— begin —
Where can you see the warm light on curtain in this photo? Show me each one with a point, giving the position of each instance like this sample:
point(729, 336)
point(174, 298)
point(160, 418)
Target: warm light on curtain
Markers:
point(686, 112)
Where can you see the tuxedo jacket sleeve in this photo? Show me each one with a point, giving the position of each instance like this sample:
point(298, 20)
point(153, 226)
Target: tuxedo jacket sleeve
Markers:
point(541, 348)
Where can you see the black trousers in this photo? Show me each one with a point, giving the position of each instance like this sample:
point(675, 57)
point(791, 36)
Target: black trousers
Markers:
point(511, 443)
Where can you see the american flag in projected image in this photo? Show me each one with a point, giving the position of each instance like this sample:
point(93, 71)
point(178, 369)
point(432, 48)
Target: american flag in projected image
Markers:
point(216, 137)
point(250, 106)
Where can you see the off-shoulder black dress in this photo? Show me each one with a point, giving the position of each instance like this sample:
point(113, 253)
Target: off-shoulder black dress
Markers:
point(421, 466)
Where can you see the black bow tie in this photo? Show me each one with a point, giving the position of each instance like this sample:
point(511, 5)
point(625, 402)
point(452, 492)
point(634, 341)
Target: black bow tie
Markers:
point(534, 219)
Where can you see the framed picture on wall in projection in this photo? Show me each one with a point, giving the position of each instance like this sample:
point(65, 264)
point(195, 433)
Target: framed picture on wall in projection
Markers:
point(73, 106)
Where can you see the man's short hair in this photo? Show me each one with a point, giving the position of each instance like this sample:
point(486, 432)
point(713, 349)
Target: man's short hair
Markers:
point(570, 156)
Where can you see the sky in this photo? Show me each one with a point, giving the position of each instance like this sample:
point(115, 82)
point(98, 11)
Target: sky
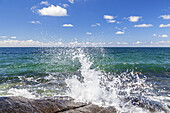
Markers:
point(111, 23)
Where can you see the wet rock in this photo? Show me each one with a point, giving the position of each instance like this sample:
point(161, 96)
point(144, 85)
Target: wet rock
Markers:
point(56, 105)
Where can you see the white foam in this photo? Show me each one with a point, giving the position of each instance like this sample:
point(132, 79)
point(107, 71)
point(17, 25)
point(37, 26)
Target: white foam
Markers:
point(97, 88)
point(20, 92)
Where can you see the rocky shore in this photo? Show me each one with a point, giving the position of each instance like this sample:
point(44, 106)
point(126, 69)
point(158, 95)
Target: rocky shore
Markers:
point(60, 104)
point(57, 105)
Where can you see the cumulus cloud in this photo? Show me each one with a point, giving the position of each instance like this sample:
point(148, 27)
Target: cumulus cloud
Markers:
point(67, 25)
point(3, 36)
point(71, 1)
point(163, 36)
point(53, 11)
point(111, 21)
point(35, 22)
point(162, 25)
point(32, 43)
point(154, 35)
point(120, 32)
point(134, 18)
point(97, 24)
point(122, 43)
point(108, 17)
point(143, 25)
point(137, 42)
point(89, 33)
point(13, 37)
point(165, 16)
point(65, 5)
point(45, 3)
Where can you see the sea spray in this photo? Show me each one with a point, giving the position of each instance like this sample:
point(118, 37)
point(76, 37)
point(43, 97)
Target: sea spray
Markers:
point(104, 89)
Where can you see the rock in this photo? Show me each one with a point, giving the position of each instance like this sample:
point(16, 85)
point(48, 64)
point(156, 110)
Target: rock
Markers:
point(57, 105)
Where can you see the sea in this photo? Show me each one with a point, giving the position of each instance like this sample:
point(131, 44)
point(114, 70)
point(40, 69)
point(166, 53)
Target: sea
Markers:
point(123, 77)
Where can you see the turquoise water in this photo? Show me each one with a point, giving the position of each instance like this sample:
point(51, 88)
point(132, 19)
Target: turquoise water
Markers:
point(43, 71)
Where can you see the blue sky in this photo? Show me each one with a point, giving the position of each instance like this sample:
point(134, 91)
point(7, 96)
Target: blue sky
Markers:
point(85, 22)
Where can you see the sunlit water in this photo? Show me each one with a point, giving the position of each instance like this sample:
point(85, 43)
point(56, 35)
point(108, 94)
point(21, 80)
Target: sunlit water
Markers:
point(102, 76)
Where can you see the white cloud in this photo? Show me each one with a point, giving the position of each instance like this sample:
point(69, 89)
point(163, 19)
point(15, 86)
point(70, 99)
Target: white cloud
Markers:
point(53, 11)
point(65, 5)
point(162, 25)
point(165, 16)
point(97, 24)
point(67, 25)
point(143, 25)
point(108, 17)
point(111, 21)
point(3, 36)
point(134, 18)
point(138, 42)
point(32, 43)
point(71, 1)
point(35, 22)
point(120, 32)
point(154, 35)
point(122, 43)
point(163, 36)
point(45, 3)
point(89, 33)
point(13, 37)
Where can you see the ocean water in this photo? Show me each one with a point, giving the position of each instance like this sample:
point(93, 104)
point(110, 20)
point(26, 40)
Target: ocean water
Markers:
point(103, 76)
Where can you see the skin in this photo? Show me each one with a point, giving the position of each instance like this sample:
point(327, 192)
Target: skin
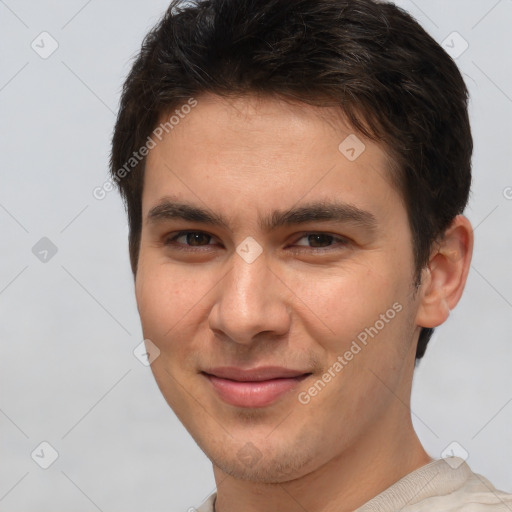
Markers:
point(300, 304)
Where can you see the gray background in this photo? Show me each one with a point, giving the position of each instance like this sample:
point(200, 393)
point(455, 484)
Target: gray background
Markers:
point(69, 324)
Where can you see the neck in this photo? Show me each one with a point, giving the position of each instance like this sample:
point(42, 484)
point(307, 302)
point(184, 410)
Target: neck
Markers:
point(343, 484)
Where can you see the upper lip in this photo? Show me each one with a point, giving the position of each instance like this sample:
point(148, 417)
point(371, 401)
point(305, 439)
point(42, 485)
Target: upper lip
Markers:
point(254, 374)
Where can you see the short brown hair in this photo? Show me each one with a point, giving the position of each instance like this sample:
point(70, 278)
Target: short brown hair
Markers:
point(393, 82)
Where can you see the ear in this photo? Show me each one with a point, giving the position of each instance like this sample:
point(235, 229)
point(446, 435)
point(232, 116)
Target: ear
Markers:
point(444, 278)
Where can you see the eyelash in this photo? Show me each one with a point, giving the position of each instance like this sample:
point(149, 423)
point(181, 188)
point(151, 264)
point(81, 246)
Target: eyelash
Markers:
point(169, 241)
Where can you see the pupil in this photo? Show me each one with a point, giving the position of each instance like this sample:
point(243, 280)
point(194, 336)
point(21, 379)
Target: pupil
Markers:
point(195, 237)
point(318, 237)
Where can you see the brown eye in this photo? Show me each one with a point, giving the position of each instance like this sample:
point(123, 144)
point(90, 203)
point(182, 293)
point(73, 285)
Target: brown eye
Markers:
point(190, 239)
point(321, 240)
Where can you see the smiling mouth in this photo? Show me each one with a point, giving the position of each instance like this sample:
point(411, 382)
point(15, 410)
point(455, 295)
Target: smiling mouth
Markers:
point(255, 388)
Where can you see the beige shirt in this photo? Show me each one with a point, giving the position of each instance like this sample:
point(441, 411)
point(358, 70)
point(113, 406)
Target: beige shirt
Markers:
point(444, 485)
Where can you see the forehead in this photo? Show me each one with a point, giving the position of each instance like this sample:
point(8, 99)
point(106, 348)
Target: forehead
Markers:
point(249, 150)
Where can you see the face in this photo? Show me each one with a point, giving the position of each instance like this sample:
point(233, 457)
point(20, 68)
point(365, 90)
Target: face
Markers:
point(275, 276)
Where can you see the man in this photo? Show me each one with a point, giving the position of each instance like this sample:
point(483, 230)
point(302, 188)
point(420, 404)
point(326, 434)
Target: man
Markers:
point(295, 175)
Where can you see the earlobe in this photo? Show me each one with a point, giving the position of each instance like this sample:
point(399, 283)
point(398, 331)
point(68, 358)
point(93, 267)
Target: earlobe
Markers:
point(444, 279)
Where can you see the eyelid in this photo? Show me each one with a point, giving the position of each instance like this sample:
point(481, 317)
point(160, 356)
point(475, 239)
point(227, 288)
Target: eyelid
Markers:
point(339, 239)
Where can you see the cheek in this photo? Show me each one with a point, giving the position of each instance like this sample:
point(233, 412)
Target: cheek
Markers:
point(170, 301)
point(344, 301)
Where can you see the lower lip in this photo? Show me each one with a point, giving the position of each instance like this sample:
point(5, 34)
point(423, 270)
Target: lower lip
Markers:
point(253, 394)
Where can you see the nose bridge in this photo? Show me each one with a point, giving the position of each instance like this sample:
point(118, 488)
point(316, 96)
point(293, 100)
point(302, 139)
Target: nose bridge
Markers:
point(250, 301)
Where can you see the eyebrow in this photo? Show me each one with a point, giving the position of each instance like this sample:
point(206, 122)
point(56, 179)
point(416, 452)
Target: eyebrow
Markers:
point(318, 211)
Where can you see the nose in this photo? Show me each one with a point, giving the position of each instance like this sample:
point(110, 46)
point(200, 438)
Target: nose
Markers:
point(251, 302)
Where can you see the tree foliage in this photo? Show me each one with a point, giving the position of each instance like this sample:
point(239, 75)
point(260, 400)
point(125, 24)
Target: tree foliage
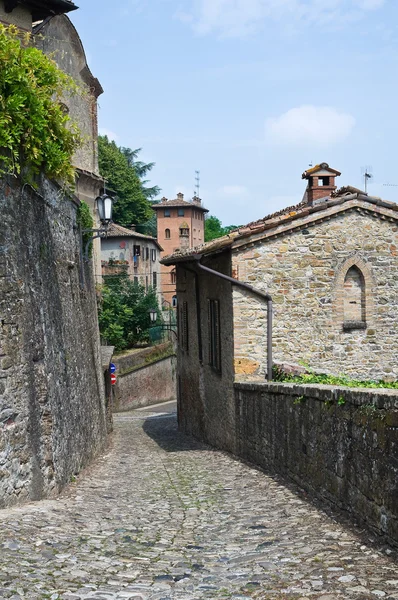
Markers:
point(214, 228)
point(124, 175)
point(35, 133)
point(124, 311)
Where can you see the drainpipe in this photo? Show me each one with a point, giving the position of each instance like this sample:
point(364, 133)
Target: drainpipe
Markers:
point(255, 292)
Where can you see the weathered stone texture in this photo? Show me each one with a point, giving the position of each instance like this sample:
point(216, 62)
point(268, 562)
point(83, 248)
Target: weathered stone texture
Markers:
point(52, 414)
point(59, 39)
point(341, 444)
point(305, 274)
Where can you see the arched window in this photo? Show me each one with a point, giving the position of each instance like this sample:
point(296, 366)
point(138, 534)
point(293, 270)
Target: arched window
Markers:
point(354, 299)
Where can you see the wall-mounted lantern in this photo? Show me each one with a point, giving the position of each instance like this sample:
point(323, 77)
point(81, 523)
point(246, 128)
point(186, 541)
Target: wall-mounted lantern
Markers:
point(153, 315)
point(105, 206)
— end —
- OBJECTIVE -
Print everything in the listing from the line containing "Where can you see the cumulus" down to the line containing "point(123, 77)", with both of those lines included. Copy each line as it appears.

- FINISHED EXERCISE -
Where can you see the cumulus cloud in this photo? Show me each one with a point, giving the position of each instance like this sample:
point(148, 27)
Target: cumulus cloud
Markers:
point(67, 25)
point(3, 36)
point(71, 1)
point(163, 36)
point(53, 11)
point(111, 21)
point(35, 22)
point(162, 25)
point(32, 43)
point(154, 35)
point(120, 32)
point(134, 18)
point(97, 24)
point(122, 43)
point(108, 17)
point(143, 25)
point(137, 42)
point(89, 33)
point(13, 37)
point(165, 16)
point(65, 5)
point(45, 3)
Where can you see the sea spray in this photo? Show me each one with a point, giving the position of each instance like this sample:
point(118, 37)
point(76, 37)
point(43, 97)
Target: sea spray
Markers:
point(104, 89)
Where can you see the rock in this photo? Show me each one with a point, giving the position of each instance like this sample:
point(16, 85)
point(48, 64)
point(156, 110)
Target: rock
Markers:
point(57, 105)
Where can you see the sea in this photo? Show me each one with a point, giving the position of each instance like this sample:
point(131, 44)
point(114, 70)
point(40, 69)
point(166, 53)
Target: sea
Markers:
point(123, 77)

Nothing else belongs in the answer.